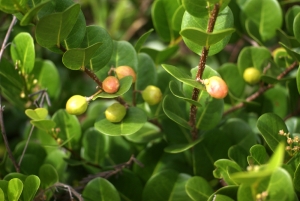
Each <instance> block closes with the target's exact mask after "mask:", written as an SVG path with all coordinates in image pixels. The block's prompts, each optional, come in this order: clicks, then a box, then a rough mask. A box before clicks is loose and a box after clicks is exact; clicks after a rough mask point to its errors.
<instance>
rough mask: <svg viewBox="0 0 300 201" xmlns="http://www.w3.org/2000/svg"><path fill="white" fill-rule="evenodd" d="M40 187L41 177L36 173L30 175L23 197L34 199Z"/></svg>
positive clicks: (27, 199)
mask: <svg viewBox="0 0 300 201" xmlns="http://www.w3.org/2000/svg"><path fill="white" fill-rule="evenodd" d="M39 187H40V179H39V177H37V176H35V175H29V176H28V177H27V178H26V180H25V182H24V189H23V199H24V200H29V201H30V200H33V199H34V197H35V194H36V192H37V190H38V189H39Z"/></svg>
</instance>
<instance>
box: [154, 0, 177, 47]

=====

→ **Work order**: Your reply should be the number of lines in the listing above that contain "instance", with nothing added.

→ **Output**: 4